**Excerpted text**:
------------------------------------------------------------
I think it's maybe something when my it loads fine and configures my network, it leaves something behind what gives faults on the next boot. 

Because when i boot after my ipw3945 didn't load, it works and if I reboot then, it doesn't work.

somebody knows a solution? 

Greetz ska,

----------

## no_hope

Here are some suggestions:

get rid of ieee80211 from /etc/modules.autoload/kernel-2.6, ipw3945 will load it automatically (if it doesn't, there is something wrong)

make sure that the regulatory daemon, /etc/init.d/ipw3945d, starts up on boot. You can't use the card if the daemon is not running.

also, what version of the driver are you running? I had some problems with older ebuilds. Perhaps running "ACCEPT_KEYWORDS=~x86 emerge ipw3945 ipw3945d" will fix your problems.

----------

## ska_p_te

my version of ipw is

net-wireless/ipw3945-1.0

Greetz ska

----------

## no_hope

that's pretty old. Run emerge --sync ; ACCEPT_KEYWORDS=~x86 emerge ipw3945 ipw3945d

----------

## ska_p_te

The update with ACCEPT_KEYWORDS succeeded and solved the problem. 

Now it loads ipw3945d also, but before I updated my net.eth0 it was configured while I booted I saw it what was used dhcpd of static, but know it goes automaticly, witouth I see anything. 

That's ok, but I'm just wondering why it is. 

How can I set my DNS server in my net.conf file? 

Thanks for the solution. 

Greetz, 

Ska

----------
------------------------------------------------------------
**Required work**:
1) Transcribe the ipw3945 thread between "Now it loads" and "my net.conf file?", inclusive.
2) In the ipw3945 thread, what must be running for the card to be usable?
The items after this thread are separate material and have nothing to do with it.
------------------------------------------------------------
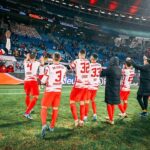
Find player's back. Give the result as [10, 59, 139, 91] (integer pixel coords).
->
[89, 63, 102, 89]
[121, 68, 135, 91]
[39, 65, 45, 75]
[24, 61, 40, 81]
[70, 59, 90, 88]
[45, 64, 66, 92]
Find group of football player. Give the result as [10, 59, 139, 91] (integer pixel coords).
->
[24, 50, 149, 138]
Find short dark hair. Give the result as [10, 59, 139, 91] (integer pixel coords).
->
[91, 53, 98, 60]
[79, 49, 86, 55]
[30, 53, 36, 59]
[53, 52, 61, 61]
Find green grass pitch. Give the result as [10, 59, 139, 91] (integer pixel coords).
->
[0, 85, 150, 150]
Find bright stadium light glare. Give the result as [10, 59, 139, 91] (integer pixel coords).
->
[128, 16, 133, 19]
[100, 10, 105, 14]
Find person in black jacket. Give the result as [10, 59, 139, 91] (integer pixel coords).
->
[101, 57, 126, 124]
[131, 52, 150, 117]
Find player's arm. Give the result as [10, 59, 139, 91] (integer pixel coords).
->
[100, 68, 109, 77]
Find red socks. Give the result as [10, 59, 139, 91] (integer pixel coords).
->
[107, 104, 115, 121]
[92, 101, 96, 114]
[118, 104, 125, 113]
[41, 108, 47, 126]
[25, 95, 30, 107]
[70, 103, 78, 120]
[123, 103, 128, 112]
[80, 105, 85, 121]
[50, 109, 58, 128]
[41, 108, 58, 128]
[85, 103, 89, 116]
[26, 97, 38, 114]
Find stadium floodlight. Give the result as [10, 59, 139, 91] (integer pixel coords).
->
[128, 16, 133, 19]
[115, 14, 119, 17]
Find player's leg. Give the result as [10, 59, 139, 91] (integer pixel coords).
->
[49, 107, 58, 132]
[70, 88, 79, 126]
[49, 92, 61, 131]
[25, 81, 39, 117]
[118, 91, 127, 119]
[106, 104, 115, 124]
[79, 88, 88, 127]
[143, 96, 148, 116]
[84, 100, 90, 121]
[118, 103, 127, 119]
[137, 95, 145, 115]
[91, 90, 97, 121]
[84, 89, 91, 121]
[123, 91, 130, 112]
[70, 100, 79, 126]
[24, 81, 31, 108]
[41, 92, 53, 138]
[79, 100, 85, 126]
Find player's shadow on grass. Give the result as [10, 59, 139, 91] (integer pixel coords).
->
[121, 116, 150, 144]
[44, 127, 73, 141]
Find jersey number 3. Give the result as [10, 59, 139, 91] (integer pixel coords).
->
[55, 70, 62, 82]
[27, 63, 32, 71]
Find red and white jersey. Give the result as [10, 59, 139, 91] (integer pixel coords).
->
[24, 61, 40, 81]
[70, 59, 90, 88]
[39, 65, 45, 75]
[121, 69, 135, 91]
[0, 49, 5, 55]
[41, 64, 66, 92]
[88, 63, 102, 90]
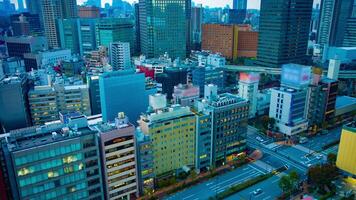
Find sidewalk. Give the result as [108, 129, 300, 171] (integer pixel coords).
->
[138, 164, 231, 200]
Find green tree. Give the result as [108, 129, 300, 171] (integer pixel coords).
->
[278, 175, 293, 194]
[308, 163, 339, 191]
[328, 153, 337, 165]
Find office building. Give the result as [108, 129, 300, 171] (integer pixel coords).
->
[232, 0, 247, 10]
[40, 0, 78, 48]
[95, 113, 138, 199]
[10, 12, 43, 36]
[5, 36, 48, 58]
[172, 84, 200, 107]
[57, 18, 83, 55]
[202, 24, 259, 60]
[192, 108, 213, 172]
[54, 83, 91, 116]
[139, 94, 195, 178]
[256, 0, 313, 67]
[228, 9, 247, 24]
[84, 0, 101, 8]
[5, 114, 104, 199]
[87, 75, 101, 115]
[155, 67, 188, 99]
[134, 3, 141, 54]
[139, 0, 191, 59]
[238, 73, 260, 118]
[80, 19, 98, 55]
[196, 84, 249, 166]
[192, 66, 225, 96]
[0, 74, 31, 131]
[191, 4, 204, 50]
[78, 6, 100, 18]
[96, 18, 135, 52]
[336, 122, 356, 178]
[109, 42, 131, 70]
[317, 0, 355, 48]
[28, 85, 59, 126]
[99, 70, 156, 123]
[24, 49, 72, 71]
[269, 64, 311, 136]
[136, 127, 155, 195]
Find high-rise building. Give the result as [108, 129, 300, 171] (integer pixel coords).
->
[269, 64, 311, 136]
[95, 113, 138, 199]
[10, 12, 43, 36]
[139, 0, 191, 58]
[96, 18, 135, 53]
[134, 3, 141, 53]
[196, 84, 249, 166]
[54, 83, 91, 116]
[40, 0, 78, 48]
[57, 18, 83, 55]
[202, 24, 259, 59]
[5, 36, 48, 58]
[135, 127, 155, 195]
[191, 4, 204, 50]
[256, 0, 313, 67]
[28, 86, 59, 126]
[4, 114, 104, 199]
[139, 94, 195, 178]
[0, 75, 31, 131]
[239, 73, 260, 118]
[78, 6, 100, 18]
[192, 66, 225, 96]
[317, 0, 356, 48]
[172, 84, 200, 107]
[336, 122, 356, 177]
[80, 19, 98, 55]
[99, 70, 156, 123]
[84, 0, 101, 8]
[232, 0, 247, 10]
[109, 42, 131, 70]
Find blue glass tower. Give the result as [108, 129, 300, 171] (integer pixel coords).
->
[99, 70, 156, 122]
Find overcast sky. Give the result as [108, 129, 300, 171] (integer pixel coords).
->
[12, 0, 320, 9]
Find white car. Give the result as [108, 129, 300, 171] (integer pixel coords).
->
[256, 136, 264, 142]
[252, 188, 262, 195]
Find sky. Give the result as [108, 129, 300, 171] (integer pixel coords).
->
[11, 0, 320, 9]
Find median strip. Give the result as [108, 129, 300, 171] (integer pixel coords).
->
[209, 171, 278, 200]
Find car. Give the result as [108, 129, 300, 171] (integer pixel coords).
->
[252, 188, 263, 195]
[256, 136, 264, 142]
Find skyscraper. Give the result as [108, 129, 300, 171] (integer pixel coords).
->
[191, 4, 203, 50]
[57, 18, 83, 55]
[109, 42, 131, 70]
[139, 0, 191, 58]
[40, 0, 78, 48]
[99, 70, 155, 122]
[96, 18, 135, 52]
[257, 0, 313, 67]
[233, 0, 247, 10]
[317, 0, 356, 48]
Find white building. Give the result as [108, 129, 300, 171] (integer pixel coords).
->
------------------------------------------------------------
**Answers provided**:
1)
Now it loads ipw3945d also, but before I updated my net.eth0 it was configured while I booted I saw it what was used dhcpd of static, but know it goes automaticly, witouth I see anything. 

That's ok, but I'm just wondering why it is. 

How can I set my DNS server in my net.conf file?

2) The regulatory daemon, /etc/init.d/ipw3945d.